**YOUR INSTRUCTIONS**
Nothing but the lines from the one containing "Put a pin on every instance of the birch" through the last line should be written out, please, exactly as they stand.

**RAW RECORDS**
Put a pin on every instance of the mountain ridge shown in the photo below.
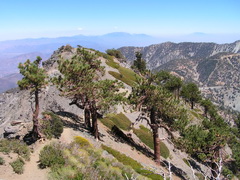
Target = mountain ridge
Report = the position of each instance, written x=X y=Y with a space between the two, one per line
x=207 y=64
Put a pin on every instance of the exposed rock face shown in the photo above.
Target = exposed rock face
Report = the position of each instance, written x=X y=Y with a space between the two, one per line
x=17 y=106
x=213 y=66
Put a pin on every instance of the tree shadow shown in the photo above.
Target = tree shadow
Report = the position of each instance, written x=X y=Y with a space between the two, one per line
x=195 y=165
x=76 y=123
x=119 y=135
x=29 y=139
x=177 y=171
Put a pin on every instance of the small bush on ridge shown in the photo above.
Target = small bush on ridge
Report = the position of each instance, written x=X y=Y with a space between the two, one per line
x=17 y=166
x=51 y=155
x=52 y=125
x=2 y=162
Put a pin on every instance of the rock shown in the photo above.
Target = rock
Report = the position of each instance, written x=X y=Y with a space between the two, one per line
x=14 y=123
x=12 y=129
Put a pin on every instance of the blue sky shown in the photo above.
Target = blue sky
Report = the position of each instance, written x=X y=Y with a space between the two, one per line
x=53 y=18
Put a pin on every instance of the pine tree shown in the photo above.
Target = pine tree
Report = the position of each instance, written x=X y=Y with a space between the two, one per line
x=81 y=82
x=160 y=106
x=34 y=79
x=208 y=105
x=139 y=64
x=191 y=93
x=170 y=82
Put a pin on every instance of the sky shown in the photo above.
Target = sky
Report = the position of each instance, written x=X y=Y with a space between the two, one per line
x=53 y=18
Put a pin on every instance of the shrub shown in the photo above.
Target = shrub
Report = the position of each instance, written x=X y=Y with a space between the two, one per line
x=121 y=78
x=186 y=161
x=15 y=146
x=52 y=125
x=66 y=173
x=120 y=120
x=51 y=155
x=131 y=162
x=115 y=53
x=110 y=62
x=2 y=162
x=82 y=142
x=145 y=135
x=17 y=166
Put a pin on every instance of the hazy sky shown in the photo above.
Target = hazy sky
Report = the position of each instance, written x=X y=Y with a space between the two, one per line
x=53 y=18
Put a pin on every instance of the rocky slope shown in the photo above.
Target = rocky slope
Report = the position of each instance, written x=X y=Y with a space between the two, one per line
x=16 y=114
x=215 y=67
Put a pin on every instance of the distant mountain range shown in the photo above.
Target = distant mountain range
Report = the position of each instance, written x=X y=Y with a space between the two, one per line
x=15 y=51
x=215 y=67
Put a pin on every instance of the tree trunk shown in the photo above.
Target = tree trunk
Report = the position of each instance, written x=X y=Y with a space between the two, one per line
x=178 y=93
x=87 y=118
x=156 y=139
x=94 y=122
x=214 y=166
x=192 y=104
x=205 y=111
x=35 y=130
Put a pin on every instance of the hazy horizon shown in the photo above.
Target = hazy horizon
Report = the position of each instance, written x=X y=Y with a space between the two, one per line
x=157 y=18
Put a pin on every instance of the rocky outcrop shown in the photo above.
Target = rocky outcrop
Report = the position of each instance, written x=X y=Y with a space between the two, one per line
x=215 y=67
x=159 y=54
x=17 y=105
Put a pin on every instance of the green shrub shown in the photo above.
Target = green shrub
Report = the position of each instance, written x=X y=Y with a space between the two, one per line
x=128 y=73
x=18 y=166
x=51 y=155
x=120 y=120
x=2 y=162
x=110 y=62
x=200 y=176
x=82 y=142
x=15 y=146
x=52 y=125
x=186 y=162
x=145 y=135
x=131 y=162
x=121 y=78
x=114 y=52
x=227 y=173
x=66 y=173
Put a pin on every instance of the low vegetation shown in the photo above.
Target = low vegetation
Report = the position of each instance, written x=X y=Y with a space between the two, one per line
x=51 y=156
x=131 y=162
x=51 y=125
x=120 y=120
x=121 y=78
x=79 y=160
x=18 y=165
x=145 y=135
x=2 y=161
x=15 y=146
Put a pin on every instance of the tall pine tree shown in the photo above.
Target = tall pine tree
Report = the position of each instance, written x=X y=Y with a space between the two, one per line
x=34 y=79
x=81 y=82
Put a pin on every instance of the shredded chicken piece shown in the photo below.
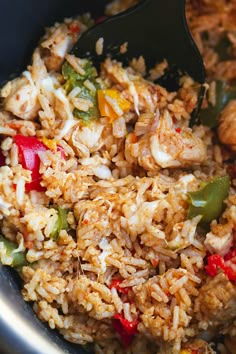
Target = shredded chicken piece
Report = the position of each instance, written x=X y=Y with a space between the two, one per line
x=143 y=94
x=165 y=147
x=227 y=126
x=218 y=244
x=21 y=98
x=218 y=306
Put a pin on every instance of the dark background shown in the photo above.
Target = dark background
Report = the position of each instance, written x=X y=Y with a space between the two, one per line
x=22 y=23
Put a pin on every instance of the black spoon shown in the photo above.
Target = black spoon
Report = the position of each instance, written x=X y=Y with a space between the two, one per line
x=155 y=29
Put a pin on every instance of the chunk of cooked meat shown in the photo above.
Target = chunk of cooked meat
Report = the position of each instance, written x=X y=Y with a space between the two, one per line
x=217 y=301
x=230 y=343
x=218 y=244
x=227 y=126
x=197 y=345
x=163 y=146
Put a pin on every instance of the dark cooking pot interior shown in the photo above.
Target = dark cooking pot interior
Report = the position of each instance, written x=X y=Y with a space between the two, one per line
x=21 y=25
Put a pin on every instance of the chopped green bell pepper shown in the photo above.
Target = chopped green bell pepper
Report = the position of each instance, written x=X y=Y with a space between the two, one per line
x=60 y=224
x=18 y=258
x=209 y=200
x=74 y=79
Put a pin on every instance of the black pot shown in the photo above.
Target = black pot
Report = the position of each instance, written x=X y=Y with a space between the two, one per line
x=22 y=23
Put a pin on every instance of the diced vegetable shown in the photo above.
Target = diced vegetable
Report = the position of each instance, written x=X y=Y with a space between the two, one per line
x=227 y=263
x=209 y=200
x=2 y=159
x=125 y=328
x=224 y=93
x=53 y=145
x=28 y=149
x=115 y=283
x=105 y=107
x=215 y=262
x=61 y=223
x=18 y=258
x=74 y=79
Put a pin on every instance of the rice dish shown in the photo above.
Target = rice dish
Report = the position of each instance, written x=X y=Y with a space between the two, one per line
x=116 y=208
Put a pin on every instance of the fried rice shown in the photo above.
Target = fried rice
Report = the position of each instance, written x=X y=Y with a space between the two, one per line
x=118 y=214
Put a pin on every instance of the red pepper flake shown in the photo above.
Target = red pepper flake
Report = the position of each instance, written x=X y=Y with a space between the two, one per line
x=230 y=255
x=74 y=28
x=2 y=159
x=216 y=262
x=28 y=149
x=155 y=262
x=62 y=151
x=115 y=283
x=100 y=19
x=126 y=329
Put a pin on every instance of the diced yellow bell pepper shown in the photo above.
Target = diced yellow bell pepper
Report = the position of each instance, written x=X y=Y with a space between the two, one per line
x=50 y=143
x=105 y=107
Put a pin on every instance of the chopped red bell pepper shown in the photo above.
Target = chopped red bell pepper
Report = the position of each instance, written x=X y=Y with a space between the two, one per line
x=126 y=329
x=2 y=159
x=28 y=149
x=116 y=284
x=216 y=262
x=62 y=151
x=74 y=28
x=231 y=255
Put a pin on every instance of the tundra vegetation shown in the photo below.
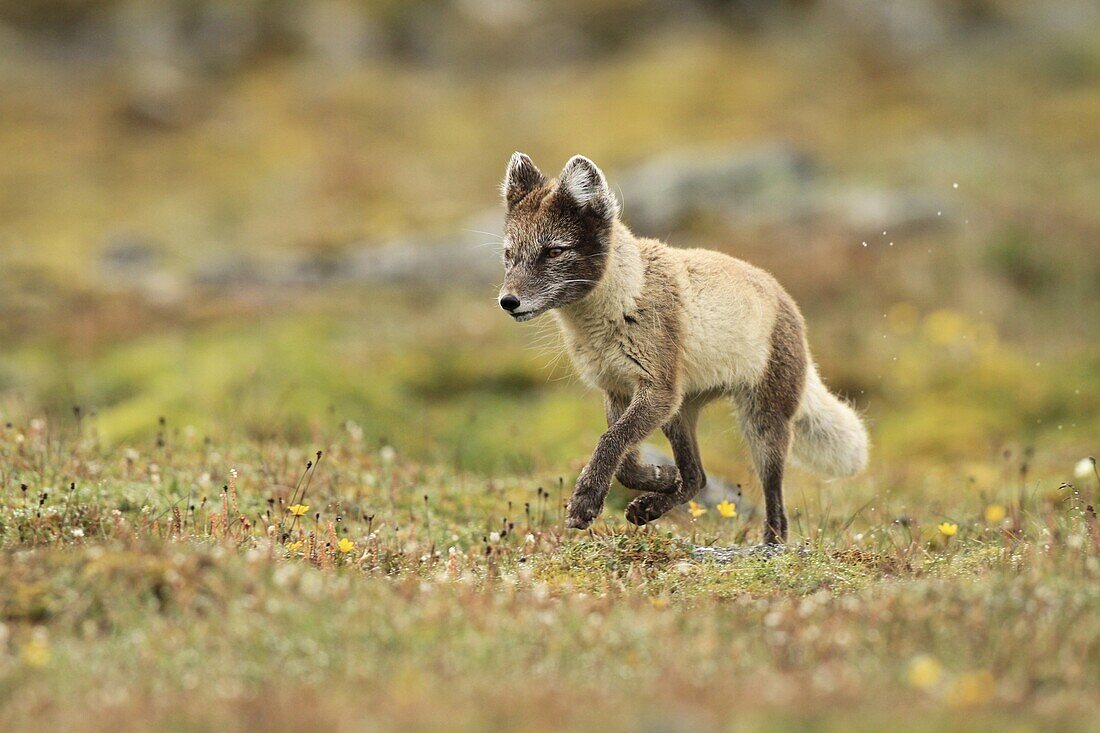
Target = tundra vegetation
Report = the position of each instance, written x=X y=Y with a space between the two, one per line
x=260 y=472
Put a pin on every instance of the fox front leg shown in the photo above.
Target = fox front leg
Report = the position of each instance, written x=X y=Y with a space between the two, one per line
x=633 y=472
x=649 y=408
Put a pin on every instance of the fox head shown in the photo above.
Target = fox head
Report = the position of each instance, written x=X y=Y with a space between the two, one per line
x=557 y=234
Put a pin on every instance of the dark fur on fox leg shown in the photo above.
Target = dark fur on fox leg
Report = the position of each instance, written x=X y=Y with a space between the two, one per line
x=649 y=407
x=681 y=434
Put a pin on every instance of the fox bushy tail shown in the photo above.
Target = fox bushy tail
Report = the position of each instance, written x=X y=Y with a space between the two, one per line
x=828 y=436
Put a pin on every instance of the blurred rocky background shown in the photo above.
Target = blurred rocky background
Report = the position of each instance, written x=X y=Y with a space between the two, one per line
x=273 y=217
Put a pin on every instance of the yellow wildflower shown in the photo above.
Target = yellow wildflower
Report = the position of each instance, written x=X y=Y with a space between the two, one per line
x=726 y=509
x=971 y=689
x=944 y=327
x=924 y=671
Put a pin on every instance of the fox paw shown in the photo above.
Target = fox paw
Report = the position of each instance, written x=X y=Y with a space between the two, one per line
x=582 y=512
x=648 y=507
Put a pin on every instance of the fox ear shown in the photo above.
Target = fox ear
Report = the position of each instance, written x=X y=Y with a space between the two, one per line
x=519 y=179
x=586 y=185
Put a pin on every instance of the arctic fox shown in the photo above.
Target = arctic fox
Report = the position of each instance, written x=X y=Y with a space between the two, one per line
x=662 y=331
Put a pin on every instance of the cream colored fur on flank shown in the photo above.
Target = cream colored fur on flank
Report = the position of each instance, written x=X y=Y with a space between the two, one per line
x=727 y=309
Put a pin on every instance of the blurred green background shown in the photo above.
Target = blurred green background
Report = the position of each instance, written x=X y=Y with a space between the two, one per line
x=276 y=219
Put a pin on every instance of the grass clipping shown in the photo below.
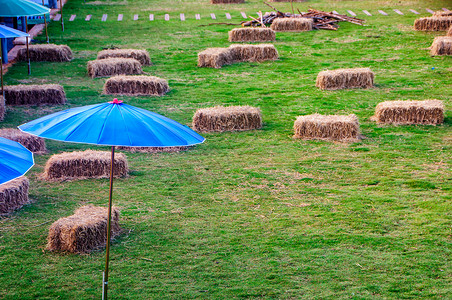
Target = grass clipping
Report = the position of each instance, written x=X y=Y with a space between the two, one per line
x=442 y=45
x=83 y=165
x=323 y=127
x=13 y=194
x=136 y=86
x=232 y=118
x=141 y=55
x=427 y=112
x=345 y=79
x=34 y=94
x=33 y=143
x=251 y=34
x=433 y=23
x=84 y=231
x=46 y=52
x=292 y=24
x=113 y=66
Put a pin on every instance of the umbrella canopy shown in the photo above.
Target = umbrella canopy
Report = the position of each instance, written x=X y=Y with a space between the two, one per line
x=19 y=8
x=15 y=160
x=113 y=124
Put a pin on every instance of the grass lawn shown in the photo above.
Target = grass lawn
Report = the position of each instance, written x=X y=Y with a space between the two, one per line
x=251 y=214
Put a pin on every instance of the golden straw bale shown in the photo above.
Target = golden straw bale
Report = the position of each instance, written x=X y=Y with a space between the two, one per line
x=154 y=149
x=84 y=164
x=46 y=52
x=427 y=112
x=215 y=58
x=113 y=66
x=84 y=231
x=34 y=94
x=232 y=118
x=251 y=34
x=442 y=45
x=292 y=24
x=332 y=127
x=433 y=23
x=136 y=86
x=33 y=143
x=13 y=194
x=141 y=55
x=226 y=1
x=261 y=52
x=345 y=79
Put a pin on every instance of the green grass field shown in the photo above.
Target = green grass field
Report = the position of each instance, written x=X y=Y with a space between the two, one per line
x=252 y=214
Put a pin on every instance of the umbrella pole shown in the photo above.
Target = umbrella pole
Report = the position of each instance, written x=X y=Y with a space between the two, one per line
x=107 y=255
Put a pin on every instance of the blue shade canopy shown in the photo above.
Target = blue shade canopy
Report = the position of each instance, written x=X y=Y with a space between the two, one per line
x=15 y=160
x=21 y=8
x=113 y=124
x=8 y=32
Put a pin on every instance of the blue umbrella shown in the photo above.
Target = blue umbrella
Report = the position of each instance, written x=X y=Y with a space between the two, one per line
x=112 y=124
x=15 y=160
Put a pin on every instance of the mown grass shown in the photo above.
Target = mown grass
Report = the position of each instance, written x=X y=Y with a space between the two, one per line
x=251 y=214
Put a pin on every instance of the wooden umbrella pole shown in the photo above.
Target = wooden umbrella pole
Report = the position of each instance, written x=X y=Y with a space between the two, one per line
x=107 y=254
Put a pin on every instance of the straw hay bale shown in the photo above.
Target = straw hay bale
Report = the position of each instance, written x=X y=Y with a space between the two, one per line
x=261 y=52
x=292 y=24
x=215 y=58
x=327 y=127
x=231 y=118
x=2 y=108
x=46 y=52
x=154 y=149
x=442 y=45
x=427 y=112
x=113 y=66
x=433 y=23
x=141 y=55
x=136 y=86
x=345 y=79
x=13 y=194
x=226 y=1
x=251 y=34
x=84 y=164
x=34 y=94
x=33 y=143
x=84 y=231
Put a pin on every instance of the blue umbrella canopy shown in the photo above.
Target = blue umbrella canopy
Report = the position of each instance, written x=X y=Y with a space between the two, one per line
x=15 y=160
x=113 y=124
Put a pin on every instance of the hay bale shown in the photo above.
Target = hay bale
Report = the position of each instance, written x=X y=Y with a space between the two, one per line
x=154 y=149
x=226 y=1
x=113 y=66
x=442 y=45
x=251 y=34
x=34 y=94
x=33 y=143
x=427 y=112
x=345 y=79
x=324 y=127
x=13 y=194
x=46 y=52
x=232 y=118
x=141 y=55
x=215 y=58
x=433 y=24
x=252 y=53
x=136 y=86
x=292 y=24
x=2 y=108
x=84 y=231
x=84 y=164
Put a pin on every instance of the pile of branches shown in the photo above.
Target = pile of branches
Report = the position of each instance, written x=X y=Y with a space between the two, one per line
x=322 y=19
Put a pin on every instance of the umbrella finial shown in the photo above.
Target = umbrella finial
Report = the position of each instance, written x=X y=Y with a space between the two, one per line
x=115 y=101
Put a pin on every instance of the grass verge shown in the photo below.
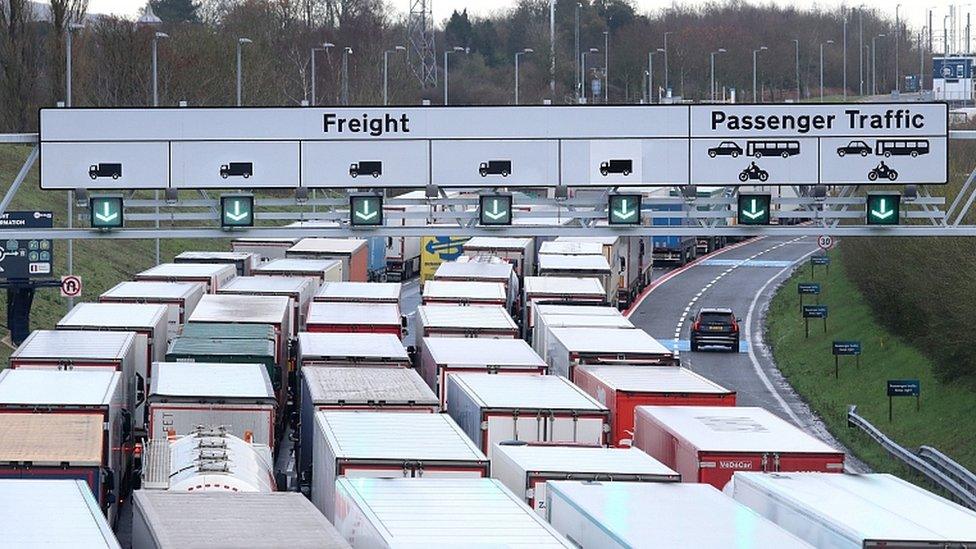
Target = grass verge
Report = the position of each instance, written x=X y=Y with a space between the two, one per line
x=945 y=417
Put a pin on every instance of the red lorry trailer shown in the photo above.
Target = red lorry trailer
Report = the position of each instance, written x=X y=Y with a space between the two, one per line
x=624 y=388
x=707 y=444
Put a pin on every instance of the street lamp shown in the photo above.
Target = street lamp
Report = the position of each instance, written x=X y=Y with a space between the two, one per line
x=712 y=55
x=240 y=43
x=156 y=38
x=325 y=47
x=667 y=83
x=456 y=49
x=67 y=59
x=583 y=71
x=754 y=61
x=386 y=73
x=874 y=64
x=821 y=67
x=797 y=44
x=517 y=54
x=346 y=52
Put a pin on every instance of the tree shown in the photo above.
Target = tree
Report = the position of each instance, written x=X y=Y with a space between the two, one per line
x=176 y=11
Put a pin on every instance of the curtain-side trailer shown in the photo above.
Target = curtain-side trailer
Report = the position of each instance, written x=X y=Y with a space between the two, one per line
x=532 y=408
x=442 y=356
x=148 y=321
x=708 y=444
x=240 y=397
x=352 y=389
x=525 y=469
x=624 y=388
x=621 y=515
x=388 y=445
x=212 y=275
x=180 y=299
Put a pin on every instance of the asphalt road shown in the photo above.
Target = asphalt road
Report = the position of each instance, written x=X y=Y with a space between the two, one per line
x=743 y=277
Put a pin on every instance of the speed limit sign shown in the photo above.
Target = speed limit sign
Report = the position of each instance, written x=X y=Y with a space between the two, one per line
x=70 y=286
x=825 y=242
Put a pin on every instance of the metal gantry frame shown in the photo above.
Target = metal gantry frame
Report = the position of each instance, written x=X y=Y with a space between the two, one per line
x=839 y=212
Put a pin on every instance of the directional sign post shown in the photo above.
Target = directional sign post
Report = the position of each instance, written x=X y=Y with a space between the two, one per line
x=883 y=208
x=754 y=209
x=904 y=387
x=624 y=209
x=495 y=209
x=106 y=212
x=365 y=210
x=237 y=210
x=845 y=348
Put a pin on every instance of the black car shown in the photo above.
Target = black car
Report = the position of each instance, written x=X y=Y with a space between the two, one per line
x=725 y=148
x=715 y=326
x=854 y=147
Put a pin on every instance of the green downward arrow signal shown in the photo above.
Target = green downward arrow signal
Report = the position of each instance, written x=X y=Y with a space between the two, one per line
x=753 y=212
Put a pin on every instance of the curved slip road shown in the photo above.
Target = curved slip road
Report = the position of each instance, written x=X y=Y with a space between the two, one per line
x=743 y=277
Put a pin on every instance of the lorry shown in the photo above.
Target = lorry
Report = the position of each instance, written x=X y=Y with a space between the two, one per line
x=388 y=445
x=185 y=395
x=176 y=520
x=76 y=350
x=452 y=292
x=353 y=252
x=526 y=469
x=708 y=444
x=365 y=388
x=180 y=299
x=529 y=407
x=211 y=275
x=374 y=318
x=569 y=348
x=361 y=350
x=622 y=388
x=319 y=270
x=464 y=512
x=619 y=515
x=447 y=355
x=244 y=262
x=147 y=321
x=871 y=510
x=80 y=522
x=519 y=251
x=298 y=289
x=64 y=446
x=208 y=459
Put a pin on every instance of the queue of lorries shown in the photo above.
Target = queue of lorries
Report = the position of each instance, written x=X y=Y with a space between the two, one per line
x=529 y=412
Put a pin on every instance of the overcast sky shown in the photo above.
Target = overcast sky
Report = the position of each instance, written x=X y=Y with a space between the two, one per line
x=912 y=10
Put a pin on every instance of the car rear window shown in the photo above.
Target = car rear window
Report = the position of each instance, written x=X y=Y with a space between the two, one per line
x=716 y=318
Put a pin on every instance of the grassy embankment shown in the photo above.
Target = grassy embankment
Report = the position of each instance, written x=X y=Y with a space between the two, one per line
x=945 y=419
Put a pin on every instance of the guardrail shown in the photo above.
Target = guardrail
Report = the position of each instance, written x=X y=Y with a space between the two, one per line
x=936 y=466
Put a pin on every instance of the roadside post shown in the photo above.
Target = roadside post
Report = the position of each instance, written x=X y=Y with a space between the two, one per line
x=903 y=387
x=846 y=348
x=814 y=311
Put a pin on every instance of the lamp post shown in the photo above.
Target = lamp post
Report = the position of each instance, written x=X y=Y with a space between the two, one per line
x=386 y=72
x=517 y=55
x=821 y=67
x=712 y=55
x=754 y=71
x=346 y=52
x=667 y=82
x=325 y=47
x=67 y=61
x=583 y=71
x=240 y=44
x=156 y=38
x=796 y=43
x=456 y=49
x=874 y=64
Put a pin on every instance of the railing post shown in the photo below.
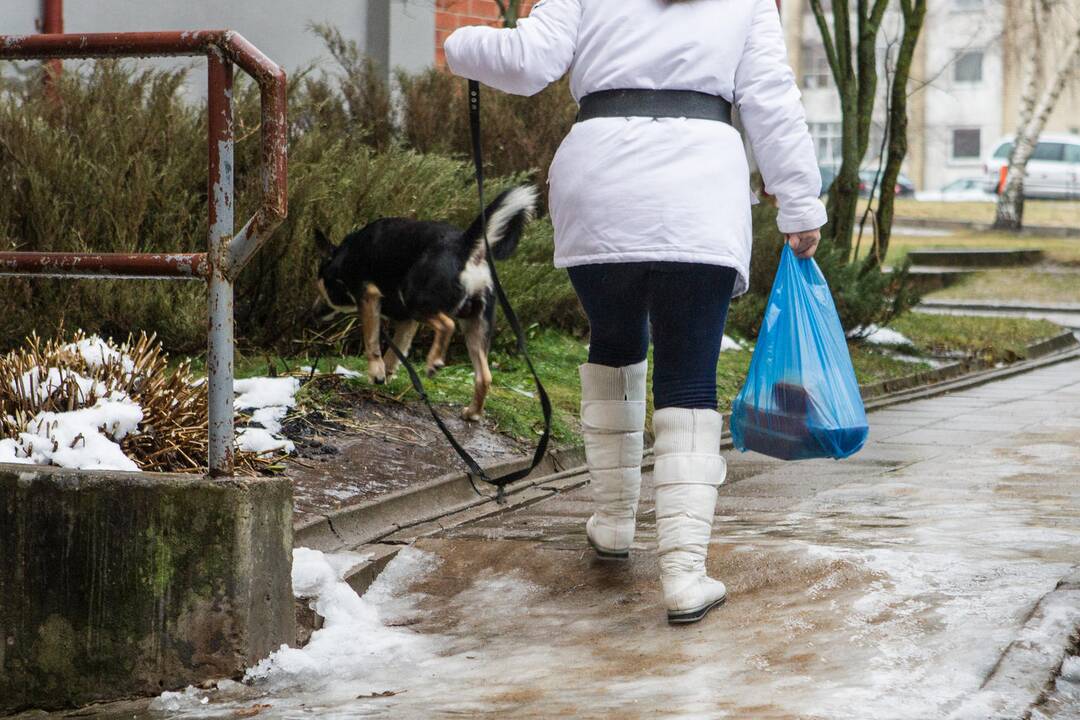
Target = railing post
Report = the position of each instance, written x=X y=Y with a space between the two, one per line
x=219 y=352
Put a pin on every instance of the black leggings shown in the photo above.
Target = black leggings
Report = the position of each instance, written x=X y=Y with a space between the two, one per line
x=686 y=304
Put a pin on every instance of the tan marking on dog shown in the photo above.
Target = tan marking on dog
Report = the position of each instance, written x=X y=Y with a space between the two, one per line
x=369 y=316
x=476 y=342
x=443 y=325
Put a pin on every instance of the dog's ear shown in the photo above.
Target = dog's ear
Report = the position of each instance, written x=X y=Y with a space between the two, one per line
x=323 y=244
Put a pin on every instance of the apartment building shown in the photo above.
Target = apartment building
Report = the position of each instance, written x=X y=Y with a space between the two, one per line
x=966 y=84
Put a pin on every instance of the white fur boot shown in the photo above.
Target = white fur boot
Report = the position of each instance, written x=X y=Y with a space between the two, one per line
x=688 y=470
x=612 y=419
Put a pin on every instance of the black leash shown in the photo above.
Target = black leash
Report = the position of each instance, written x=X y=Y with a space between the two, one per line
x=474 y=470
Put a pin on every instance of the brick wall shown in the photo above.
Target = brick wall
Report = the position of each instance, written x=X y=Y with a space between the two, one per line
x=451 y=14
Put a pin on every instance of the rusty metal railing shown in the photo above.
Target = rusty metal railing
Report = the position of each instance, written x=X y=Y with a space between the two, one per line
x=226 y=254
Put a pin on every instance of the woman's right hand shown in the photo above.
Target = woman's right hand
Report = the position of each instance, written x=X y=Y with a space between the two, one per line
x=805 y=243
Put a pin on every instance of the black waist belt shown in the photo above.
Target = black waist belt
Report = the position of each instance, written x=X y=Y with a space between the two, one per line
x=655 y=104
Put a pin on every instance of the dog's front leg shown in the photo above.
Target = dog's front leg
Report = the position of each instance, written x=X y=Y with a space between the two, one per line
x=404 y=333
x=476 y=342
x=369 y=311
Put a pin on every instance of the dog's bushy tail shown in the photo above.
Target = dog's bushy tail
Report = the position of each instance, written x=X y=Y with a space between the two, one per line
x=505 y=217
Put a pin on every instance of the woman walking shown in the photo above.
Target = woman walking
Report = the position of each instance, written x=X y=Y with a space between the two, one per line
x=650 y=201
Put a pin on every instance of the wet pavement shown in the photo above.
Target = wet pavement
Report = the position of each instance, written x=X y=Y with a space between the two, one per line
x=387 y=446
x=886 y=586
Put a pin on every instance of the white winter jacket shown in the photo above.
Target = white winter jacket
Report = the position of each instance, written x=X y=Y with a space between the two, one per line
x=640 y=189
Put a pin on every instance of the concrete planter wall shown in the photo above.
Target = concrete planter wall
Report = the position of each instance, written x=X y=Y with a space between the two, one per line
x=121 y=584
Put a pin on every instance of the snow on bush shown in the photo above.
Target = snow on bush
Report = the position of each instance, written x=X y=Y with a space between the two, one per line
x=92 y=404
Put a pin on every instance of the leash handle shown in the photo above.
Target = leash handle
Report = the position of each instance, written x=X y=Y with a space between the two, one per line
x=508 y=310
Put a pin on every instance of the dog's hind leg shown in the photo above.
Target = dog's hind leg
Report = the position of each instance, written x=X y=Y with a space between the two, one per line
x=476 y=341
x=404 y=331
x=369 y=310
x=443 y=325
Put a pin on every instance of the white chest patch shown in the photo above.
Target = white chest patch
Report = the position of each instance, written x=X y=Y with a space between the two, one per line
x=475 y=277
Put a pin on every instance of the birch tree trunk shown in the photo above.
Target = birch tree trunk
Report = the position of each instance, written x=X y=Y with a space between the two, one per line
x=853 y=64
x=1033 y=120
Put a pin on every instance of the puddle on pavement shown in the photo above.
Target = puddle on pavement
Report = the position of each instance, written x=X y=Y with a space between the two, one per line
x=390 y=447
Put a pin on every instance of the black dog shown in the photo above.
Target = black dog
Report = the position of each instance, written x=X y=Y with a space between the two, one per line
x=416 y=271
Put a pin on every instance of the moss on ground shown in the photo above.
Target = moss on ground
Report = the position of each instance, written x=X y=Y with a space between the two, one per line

**RESPONSE BELOW**
Put a pin on every instance of the birch tree trunk shown in the photo above.
Target = birch tree trunk
Report = the position of each instance, written x=X y=Y with a space between the two, one per line
x=853 y=64
x=1033 y=120
Put a pin on every instance of the puddle on pavement shown in the photo above.
Target = puddle on pavement
Report = the position of each instance, written x=X y=Y with a space between the two, one per line
x=390 y=447
Put a pin on every instance of the black dog shown in the photo above.
Target = black dog
Report = the position of each instance, written x=X y=Y with a space between the two, one per line
x=416 y=271
Put a pin on every instance of the moss on ground shown in the photo above.
Target = moss on ground
Report = the position of each instance, written x=X y=Y with a space between the two, one per line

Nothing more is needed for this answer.